Directions for this task - Will you print the material below without altering a single character?
++++++
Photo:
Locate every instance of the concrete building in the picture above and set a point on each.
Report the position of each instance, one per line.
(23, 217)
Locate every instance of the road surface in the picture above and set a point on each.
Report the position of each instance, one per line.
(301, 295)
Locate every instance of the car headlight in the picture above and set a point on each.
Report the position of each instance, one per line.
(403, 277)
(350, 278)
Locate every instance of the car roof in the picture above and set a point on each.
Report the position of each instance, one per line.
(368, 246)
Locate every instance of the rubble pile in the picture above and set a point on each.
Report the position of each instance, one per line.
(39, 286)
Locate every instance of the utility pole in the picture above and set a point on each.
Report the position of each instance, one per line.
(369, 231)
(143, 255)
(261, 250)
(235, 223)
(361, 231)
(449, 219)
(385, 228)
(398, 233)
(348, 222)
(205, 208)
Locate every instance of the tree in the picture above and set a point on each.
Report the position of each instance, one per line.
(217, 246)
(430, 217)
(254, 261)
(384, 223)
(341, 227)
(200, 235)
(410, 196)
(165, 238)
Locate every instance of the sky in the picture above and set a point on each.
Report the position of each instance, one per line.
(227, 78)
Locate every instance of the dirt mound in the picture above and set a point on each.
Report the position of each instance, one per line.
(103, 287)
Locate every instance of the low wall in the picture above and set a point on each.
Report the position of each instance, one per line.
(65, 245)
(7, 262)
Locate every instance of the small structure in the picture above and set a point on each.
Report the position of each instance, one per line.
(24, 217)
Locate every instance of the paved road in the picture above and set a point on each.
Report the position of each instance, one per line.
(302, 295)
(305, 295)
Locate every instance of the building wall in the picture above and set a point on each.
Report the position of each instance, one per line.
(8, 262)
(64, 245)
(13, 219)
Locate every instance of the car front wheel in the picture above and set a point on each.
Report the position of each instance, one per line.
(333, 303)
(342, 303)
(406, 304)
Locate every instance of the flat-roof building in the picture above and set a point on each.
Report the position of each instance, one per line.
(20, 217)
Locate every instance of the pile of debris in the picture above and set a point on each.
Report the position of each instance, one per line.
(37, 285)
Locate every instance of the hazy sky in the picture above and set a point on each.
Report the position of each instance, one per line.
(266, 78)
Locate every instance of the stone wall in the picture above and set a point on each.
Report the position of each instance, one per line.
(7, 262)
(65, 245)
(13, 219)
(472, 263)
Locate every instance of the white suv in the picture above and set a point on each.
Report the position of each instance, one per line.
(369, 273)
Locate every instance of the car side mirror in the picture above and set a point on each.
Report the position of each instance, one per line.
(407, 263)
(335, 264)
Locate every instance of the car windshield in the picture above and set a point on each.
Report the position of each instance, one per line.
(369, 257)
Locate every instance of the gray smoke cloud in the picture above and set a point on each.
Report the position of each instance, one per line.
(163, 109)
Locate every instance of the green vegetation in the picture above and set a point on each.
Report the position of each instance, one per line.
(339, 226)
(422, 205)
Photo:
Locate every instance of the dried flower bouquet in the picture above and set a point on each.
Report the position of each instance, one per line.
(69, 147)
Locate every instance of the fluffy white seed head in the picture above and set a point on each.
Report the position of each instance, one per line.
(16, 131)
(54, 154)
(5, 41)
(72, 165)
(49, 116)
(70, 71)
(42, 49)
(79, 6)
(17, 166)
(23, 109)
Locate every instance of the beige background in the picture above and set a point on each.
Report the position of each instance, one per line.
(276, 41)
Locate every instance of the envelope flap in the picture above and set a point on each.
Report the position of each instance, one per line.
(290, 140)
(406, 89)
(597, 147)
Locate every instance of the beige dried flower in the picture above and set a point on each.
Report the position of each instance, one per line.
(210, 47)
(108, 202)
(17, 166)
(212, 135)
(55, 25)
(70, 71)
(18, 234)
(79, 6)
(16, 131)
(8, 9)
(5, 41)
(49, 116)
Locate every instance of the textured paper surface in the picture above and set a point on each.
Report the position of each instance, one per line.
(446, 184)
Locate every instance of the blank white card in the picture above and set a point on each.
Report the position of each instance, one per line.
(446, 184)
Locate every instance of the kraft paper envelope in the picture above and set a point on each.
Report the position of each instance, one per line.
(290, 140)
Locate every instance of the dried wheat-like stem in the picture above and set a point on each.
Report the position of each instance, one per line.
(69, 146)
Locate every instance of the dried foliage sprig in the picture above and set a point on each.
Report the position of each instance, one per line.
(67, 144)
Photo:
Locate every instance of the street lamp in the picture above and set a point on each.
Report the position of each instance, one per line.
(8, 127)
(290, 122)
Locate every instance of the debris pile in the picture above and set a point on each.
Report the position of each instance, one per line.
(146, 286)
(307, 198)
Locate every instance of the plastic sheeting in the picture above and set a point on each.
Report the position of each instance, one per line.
++++++
Written answer -
Photo:
Locate every instance of the concrete building in the picture above and set a point on each.
Report the position of each instance, one per line.
(23, 217)
Locate every instance of the road surface in the picture above and set a point on each.
Report the position of each instance, one per line.
(301, 295)
Locate every instance of the car headlight in the picture above and set a point on each.
Report the position of each instance, one per line.
(403, 277)
(350, 278)
Locate every instance of the car roof in the picture above and set a point on each.
Report the position of each instance, one per line.
(368, 246)
Locate every instance of the rubble pile in the picture above and set a point on each.
Report the position of each instance, one per line.
(39, 286)
Locate every instance of the utility pole in the picture above and set a point on each.
Report the position of each instance, one per line.
(369, 231)
(143, 255)
(261, 250)
(235, 223)
(361, 231)
(449, 219)
(385, 228)
(398, 233)
(348, 222)
(205, 208)
Locate every instance of the tree in the picture above and set a point on each.
Report the position of each instance, one per line.
(217, 246)
(430, 217)
(254, 261)
(384, 223)
(341, 227)
(200, 235)
(410, 196)
(165, 238)
Locate every instance of the sky in the picture above and set a point on each.
Report the position of each instance, one per line.
(227, 78)
Locate every instance of the dirt mound in the picture above and set a point on each.
Report the position of each instance, one per line.
(103, 287)
Locate every instance of the low wall in the picture above and set a point on each.
Report the position of each instance, one per line.
(65, 245)
(7, 262)
Locate every instance of the small structure in the picture above and set a point on each.
Report the position of each instance, one per line.
(24, 217)
Locate every instance of the paved road in the picture above and set a point on each.
Report the position of each instance, one per line.
(302, 295)
(305, 295)
Locate every instance of the building wall in the picture above and set a point on each.
Report the position of each instance, one per line.
(8, 262)
(64, 245)
(13, 219)
Locate every instance of the car front wheel in the picture above and set a point on each.
Report the position of each instance, one per line.
(333, 303)
(342, 303)
(406, 304)
Locate every instance of the flat-roof building in the picture above and set a point on each.
Report the position of each instance, one per line.
(20, 217)
Locate every instance of the pile of debris in the picture above and set a point on each.
Report the position of each instance, one per line.
(37, 285)
Locate every instance of the hazy sky in the picture above and set a point on each.
Report the position of each instance, one per line.
(266, 78)
Locate every instance of the stone wall in the picture above and set a point on each.
Report the position of each instance, one per line.
(7, 262)
(65, 245)
(13, 219)
(472, 263)
Locate every instance of the white suv in the picture above and set a point on each.
Report the position of each instance, one per line.
(369, 273)
Locate every instance of the car side mirror in the picture above and set a point on each.
Report the position of each instance, one per line.
(407, 263)
(335, 264)
Locate every instance of the car windshield in the picture above and set a point on each.
Report the position of each instance, one per line.
(369, 257)
Locate every instance of the gray smoke cloud in the picture above and set a point on each.
Report the position of each instance, one per line.
(163, 109)
Locate every instance of the green vegetation in the picture above and set a point on each.
Report the position of each instance, one per line.
(339, 226)
(422, 205)
Photo:
Locate every instance of the dried flower bouquet in the picture above and set a point on each.
Report the position of each instance, one per line.
(69, 147)
Locate every instance of the fluffy white seed head in the picture above and set a point on each.
Report the position of each instance, one per line.
(16, 131)
(54, 154)
(5, 41)
(72, 165)
(49, 116)
(70, 71)
(42, 49)
(79, 6)
(17, 166)
(23, 109)
Locate every instance of the beige background in the picture above and set a point on each.
Report the position of each instance, one per line.
(276, 41)
Locate every instance of the envelope flap in the picture above and set a point on each.
Report the position of each instance, one per line.
(290, 140)
(406, 89)
(597, 147)
Locate every instance of the beige dried flower in the picture above and set a point on each.
Report the position of each instance, one per line.
(210, 47)
(108, 202)
(17, 166)
(212, 135)
(55, 25)
(70, 71)
(18, 234)
(79, 6)
(16, 131)
(8, 9)
(5, 41)
(49, 116)
Locate every instance of the textured paper surface in the picture above and set a point on each.
Report the position of each instance, one per line.
(446, 184)
Locate every instance of the blank white card in the picture above and set a point on each.
Report the position of each instance, one per line.
(446, 184)
Locate every instance of the kraft paper envelope in the picture above and set a point on each.
Report the position of each instance, one per line.
(290, 140)
Locate every instance of the dried wheat-like stem in the picture above and set a point on each.
Report the position of each instance, one per line.
(69, 146)
Locate every instance of the dried foliage sprig in the picture above and set a point on each.
Report the position of each instance, one per line.
(67, 144)
Photo:
Locate every instance of the street lamp in the picture above and set a point on each.
Report the position of each instance, one per line.
(8, 127)
(290, 122)
Locate every instance of the debris pile in the picture above and set a point on each.
Report the position of each instance, one per line.
(146, 286)
(307, 198)
Locate every instance of the plastic sheeting in the picture above and set a point on each.
Report the position of each instance, one per line.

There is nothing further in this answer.